*Work required*: Can you edit the records below so that each "red headscarf" becomes "blue headscarf" and nothing else changes?

# Information supplied start

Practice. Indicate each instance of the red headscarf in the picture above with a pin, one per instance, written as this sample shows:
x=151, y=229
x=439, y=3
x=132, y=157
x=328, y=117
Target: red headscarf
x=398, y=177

# Information supplied end

*Correct output*:
Practice. Indicate each instance of the blue headscarf in the picture above with a pin, one per instance, written as this sample shows:
x=151, y=229
x=439, y=3
x=132, y=157
x=328, y=117
Target: blue headscarf
x=398, y=177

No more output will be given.